Continue the blog post on fairness in adversarial training, starting right after its last sentence.

Text to read
------

Bloggin on Responsible AI


Robust or Fair

To be Robust or to be Fair: Towards Fairness in Adversarial Training

Authors: Maryem Hajji & Cément Teulier

Table of Contents

Abstract

This blog post retraces the study conducted in the paper “To be Robust or to be Fair: Towards Fairness in Adversarial Training” and written by Han Xu, Xiaorui Liu, Yaxin Li, Yaxin Li, Anil K. Jain and Jiliang Tang.

Their study is based on a simple observation: while adversarial training has been shown to improve model’s robustness, it also introduces several performances disparities among different data groups.

To address this issue, the authors present the Fair-Robust-Learning (FRL) framework that aims to reduce such unfairness.

Introduction

Nowadays, Machine Learning algorithms and Artificial Intelligence are becoming more and more omnipresent in all kinds of jobs. If many of these models are developed to replace human tasks, it is of key importance that they do not reproduce the same mistakes. In fact, human decision making can sometimes be considered “unfair”, a trait that must not be present in Machine Learning. But as we push our models to be as precise as possible, one question stands out: can we find the good balance between accuracy and equity ?

------

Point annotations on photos

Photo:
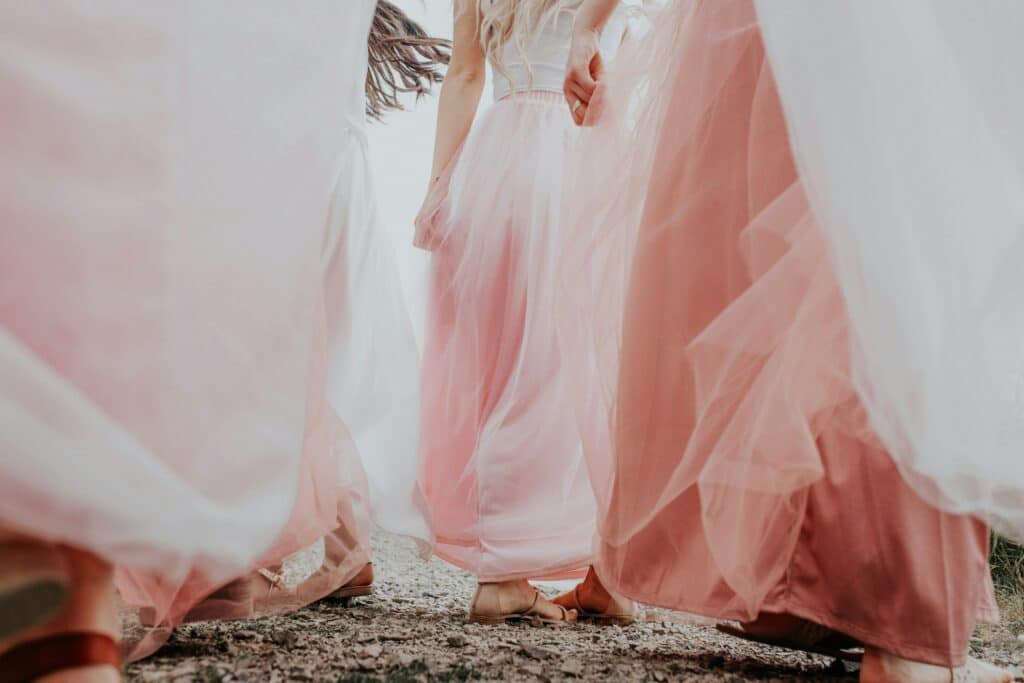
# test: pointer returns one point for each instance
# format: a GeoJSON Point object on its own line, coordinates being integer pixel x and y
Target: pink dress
{"type": "Point", "coordinates": [735, 469]}
{"type": "Point", "coordinates": [501, 464]}
{"type": "Point", "coordinates": [168, 183]}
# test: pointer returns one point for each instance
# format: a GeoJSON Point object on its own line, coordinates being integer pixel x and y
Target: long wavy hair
{"type": "Point", "coordinates": [516, 23]}
{"type": "Point", "coordinates": [402, 59]}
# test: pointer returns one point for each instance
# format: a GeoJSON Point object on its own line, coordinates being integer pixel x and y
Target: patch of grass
{"type": "Point", "coordinates": [1007, 560]}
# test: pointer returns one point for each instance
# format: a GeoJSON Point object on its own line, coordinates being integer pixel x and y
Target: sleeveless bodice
{"type": "Point", "coordinates": [541, 65]}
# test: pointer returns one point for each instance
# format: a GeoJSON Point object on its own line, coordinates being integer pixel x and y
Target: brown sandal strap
{"type": "Point", "coordinates": [43, 656]}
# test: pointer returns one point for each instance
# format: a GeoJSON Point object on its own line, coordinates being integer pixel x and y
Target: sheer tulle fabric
{"type": "Point", "coordinates": [167, 184]}
{"type": "Point", "coordinates": [696, 274]}
{"type": "Point", "coordinates": [502, 467]}
{"type": "Point", "coordinates": [910, 144]}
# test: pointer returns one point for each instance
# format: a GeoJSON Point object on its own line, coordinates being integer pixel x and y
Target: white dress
{"type": "Point", "coordinates": [174, 355]}
{"type": "Point", "coordinates": [906, 122]}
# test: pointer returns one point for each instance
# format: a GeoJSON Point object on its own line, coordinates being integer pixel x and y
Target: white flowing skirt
{"type": "Point", "coordinates": [165, 193]}
{"type": "Point", "coordinates": [906, 122]}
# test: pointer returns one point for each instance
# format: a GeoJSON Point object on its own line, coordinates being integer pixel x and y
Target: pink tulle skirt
{"type": "Point", "coordinates": [735, 470]}
{"type": "Point", "coordinates": [501, 461]}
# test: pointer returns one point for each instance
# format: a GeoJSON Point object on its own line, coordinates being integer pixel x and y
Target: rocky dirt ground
{"type": "Point", "coordinates": [414, 629]}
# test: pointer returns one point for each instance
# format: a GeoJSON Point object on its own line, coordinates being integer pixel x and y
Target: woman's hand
{"type": "Point", "coordinates": [583, 72]}
{"type": "Point", "coordinates": [585, 69]}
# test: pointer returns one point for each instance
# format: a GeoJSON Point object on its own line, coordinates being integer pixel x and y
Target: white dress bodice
{"type": "Point", "coordinates": [541, 66]}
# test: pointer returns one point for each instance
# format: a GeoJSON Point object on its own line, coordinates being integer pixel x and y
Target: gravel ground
{"type": "Point", "coordinates": [414, 629]}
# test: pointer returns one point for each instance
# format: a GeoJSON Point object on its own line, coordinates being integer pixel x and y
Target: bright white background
{"type": "Point", "coordinates": [400, 153]}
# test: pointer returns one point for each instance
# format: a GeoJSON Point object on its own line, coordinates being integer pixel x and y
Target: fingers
{"type": "Point", "coordinates": [596, 68]}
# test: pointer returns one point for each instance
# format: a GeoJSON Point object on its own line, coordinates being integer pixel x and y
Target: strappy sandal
{"type": "Point", "coordinates": [35, 586]}
{"type": "Point", "coordinates": [497, 615]}
{"type": "Point", "coordinates": [807, 637]}
{"type": "Point", "coordinates": [75, 649]}
{"type": "Point", "coordinates": [360, 586]}
{"type": "Point", "coordinates": [605, 617]}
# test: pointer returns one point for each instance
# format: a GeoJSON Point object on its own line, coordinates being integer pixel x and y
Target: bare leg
{"type": "Point", "coordinates": [597, 602]}
{"type": "Point", "coordinates": [880, 667]}
{"type": "Point", "coordinates": [496, 602]}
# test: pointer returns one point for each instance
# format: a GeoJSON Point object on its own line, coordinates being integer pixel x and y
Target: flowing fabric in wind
{"type": "Point", "coordinates": [735, 468]}
{"type": "Point", "coordinates": [166, 200]}
{"type": "Point", "coordinates": [906, 123]}
{"type": "Point", "coordinates": [502, 465]}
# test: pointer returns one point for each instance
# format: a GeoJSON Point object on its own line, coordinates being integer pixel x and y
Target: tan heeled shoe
{"type": "Point", "coordinates": [879, 667]}
{"type": "Point", "coordinates": [35, 586]}
{"type": "Point", "coordinates": [486, 608]}
{"type": "Point", "coordinates": [35, 591]}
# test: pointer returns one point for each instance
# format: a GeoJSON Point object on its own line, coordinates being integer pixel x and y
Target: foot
{"type": "Point", "coordinates": [879, 667]}
{"type": "Point", "coordinates": [515, 600]}
{"type": "Point", "coordinates": [365, 579]}
{"type": "Point", "coordinates": [786, 627]}
{"type": "Point", "coordinates": [593, 601]}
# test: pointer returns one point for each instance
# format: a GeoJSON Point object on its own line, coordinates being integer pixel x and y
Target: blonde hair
{"type": "Point", "coordinates": [516, 23]}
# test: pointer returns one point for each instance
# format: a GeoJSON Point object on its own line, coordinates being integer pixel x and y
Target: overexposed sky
{"type": "Point", "coordinates": [400, 151]}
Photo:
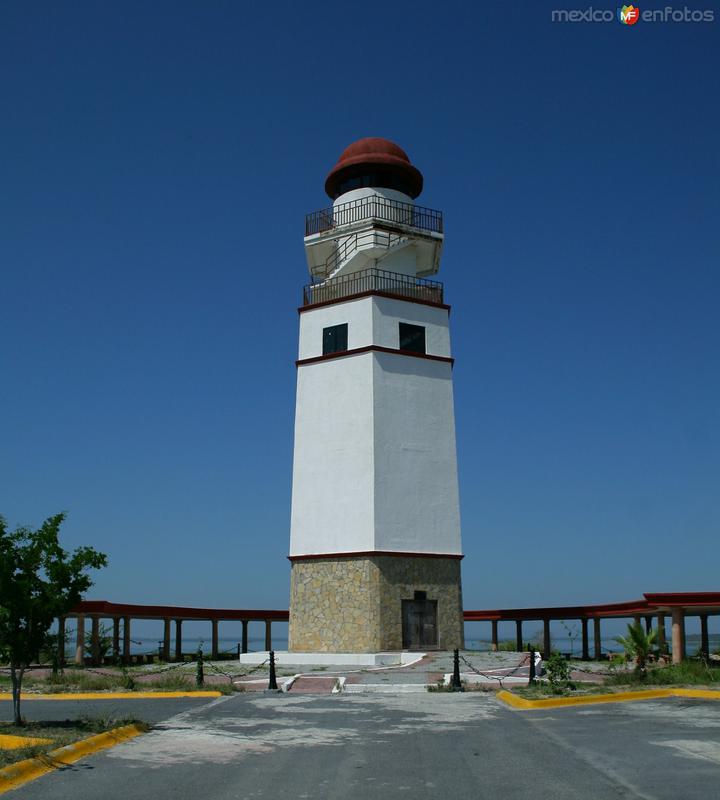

------

Task result
Diving into this topic, we focus our study on adversarial training algorithms. Indeed, it has been shown that there is a significant issue in adversarial training for deep neural networks: while such training boosts the model’s defenses against adversarial attacks, it unfortunately leads to significant differences in how well the model performs across various types of data. For instance, detailed observations on CIFAR-10 dataset show a non-negligeable difference in the model’s performance between “car” and “cat” classes (details of this example in our section 1.1).

This phenomenon raises concern on concrete topics like the safety of autonomous driving vehicules or facial recognition while also creating ethical problems by discriminating certain classes. To put a word on it, the authors have identified this issue as the robust-fairness problem of adversarial training.

1. Initial Analysis

We recall here the previous studies conducted by the authors that allowed them to identify the existence of the robust-fairness problem.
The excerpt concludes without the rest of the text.